▸ TEXT BLOCK
######
In a preferred embodiment of the present invention, the fibers and textiles are finished both with hydrophobic unencapsulated active components and with other encapsulated active components using the binders mentioned. In this way, the advantages of both action mechanisms are combined and their disadvantages neutralized. The unencapsulated active components act directly, i.e. during the first wearing, and provide the consumer with the desired wellness effect, but undergo a rapid reduction in content after the tenth wash cycle whereas the microencapsulated active components only then begin to release their active principles, particularly when highly resistant capsule systems are used.
“Microcapsules” or “nanocapsules” are understood by the expert to be spherical aggregates with a diameter of about 0.0001 to about 5 mm and preferably 0.005 to 0.5 mm which contain at least one solid or liquid core surrounded by at least one continuous membrane. More precisely, they are finely dispersed liquid or solid phases coated with film-forming polymers, in the production of which the polymers are deposited onto the material to be encapsulated after emulsification and coacervation or interfacial polymerization. In another process, molten waxes are absorbed in a matrix (“microsponge”) which, as microparticles, may be additionally coated with film-forming polymers. In a third process, particles are alternately coated with polyelectrolytes having different charges (layer-by-layer process) The microscopically small capsules can be dried in the same way as powders. Besides single-core microcapsules, there are also multiple-core aggregates, also known as microspheres, which contain two or more cores distributed in the continuous membrane material. In addition, single-core or multiple-core microcapsules may be surrounded by an additional second, third etc. membrane. The membrane may consist of natural, semisynthetic or synthetic materials. Natural membrane materials are, for example, gum arabic, agar agar, agarose, maltodextrins, alginic acid and salts thereof, for example sodium or calcium alginate, fats and fatty acids, cetyl alcohol, collagen, chitosan, lecithins, gelatin, albumin, shellac, polysaccharides, such as starch or dextran, polypeptides, protein hydrolyzates, sucrose and waxes. Semisynthetic membrane materials are inter alia chemically modified celluloses, more particularly cellulose esters and ethers, for example cellulose acetate, ethyl cellulose, hydroxypropyl cellulose, hydroxypropyl methyl cellulose and carboxymethyl cellulose, and starch derivatives, more particularly starch ethers and esters. Synthetic membrane materials are, for example, polymers, such as polyacrylates, polyamides, polyvinyl alcohol or polyvinyl pyrrolidone.
######
▸ DATA PROVIDED
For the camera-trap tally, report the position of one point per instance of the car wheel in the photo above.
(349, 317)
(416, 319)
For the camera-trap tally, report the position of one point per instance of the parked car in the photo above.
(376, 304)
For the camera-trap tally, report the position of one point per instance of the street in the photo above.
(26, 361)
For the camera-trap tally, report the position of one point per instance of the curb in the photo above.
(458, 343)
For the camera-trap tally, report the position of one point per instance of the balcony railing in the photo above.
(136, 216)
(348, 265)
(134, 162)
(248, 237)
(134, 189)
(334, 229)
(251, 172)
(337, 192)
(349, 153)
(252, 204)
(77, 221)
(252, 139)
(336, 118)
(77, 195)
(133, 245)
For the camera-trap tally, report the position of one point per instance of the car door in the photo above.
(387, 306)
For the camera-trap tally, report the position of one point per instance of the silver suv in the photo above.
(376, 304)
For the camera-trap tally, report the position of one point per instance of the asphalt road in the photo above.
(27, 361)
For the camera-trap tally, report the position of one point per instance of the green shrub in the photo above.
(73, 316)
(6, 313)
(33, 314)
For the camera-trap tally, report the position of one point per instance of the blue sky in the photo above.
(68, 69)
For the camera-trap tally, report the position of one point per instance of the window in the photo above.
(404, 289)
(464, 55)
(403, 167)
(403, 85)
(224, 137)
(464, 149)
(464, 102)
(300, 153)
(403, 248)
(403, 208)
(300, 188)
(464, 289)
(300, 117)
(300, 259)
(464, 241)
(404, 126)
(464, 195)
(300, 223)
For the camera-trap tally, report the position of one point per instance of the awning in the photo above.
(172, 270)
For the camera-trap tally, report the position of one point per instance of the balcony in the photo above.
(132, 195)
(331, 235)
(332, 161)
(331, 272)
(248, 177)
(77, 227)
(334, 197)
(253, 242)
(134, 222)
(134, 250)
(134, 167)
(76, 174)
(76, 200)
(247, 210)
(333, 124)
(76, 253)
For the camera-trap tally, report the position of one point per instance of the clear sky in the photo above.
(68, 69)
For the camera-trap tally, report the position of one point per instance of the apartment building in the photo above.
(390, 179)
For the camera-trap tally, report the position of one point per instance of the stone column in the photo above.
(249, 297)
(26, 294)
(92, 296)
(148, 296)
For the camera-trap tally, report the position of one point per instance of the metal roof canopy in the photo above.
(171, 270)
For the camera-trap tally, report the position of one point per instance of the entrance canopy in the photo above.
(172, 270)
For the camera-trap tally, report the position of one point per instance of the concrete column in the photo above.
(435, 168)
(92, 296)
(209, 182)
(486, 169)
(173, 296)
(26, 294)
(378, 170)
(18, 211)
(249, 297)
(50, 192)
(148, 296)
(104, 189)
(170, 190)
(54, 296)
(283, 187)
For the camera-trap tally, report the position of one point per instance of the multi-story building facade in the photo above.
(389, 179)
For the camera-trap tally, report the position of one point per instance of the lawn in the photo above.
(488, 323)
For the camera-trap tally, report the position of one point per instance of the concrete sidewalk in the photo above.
######
▸ STUDY QUESTIONS
**A)** In the microcapsule text, what is the preferred diameter range for microcapsules?
**B)** Please carry on the microcapsule text from its last sentence.
The records are separate from the microcapsule text.

▸ SET OF ANSWERS
**A)** 0.005 to 0.5 mm

**B)**
Examples of known microcapsules are the following commercial products (the membrane material is shown in brackets) Hallcrest Microcapsules (gelatin, gum arabic), Coletica Thalaspheres (maritime collagen), Lipotec Millicapseln (alginic acid, agar agar), Induchem Unispheres (lactose, microcrystalline cellulose, hydroxypropylmethyl cellulose), Unicerin C30 (lactose, microcrystalline cellulose, hydroxypropylmethyl cellulose), Kobo Glycospheres (modified starch, fatty acid esters, phospholipids), Softspheres (modified agar agar), Kuhs Probiol Nanospheres (phospholipids), Primaspheres and Primasponges (chitosan, alginates) and Primasys (phospholipids). Chitosan microcapsules and processes for their production are the subject of earlier patent applications filed by applicants [WO 01/01926, WO 01/01927, WO 01/01928, WO 01/01929].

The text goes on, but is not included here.